> **QUOTED TEXT**
- - -

Correct, Telegraph, Accomplishing Net-Zero Means Misery, Totalitarianism, and Miracle Technology

A recent post in UK-based The Telegraph explains how Net-Zero carbon dioxide emissions in the West is technologically impossible in the timeframe given by world governments without implementing global authoritarian-controlled command economies and drastically reducing the Western living standards. This is true. The amount of electricity production needed to maintain an all-electric grid is not feasible with renewables alone.

The article, “The green energy net-zero plan will require a command economy,” written by Michael Kelly, Emeritus Professor of Engineering at the University of Cambridge, drills down into the numbers involved-in cost and in power generation — considering mass electrification of the United States, as a case study.

To reach net-zero, Kelly argues, transportation, industrial, and domestic heat will all need to be electrified, and the generation, transmission, and distribution of electricity “will have been greatly expanded in order to cope with the first two projects, and will have ceased to use fossil fuels.”

He points out that steel production currently cannot be done with only electric power, that most houses will need to be rewired for higher electrical current, and that houses will need to be insulated better to make heat pumps effective. After calculating the impossibility of building enough battery storage for wind and solar, Kelly concludes that “a net-zero grid with a large proportion of renewables simply cannot be built.” This is partially because huge amounts of steel and concrete will be needed, which cannot be made using electric power.

Kelly wraps up his analysis:

So we can see that the infrastructure parts of the net-zero project which are theoretically possible would cost comfortably in excess of $35 trillion and would require a dedicated and highly skilled workforce comparable to that of the construction sector as well as enormous amounts of materials. Net zero would also require several things which today are completely impossible: scalable non-fossil energy storage, very high temperature electrical industrial processes, serious electrical aviation and shipping. There would also be the matter of decarbonising agriculture. These things, if they can even be achieved, would multiply the cost at least several times over, to more than $100 trillion.

- - -

> **GOALS**
**A.** According to the net-zero article, why can a net-zero grid with a large proportion of renewables not be built? Answer in one to three sentences.
**B.** From the net-zero article, extract everything from "Kelly wraps up" down to "than $100 trillion.", copying the passage without alteration.
The data that follow were drawn from a separate source and are unrelated to the net-zero article.

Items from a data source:
- - -

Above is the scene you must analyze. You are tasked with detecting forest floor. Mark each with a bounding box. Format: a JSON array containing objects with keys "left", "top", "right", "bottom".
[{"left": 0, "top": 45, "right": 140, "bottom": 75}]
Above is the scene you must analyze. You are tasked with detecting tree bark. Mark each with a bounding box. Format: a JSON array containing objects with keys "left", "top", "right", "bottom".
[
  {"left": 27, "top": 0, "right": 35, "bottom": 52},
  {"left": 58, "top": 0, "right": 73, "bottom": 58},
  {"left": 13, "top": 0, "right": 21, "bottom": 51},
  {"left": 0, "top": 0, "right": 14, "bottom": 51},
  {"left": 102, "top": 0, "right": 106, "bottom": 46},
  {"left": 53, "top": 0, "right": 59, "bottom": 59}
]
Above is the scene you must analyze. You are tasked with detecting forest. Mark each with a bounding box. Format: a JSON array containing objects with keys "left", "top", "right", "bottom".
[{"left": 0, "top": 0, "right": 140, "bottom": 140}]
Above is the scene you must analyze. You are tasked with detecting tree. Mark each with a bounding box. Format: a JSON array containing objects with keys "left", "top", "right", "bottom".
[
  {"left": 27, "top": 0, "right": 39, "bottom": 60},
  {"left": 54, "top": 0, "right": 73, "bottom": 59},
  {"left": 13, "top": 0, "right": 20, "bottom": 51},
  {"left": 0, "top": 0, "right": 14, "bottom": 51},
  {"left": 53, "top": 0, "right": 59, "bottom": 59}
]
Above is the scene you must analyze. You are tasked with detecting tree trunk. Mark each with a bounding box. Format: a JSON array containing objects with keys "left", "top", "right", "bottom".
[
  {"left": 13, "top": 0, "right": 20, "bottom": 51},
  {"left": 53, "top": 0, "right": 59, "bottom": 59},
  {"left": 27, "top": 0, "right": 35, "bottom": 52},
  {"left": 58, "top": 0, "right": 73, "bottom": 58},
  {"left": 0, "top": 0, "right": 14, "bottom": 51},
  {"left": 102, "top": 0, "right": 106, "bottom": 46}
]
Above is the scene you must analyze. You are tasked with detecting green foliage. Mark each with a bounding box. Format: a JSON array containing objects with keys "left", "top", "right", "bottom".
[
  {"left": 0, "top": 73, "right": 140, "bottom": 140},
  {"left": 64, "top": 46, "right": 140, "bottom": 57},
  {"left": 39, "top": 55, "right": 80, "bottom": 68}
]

- - -

> **OUTPUTS FOR THE TASKS**
**A.** Kelly finds it impossible to build enough battery storage for wind and solar. The text adds that this is partly because such a grid would need huge amounts of steel and concrete, which cannot be made using electric power.

**B.**
Kelly wraps up his analysis:

So we can see that the infrastructure parts of the net-zero project which are theoretically possible would cost comfortably in excess of $35 trillion and would require a dedicated and highly skilled workforce comparable to that of the construction sector as well as enormous amounts of materials. Net zero would also require several things which today are completely impossible: scalable non-fossil energy storage, very high temperature electrical industrial processes, serious electrical aviation and shipping. There would also be the matter of decarbonising agriculture. These things, if they can even be achieved, would multiply the cost at least several times over, to more than $100 trillion.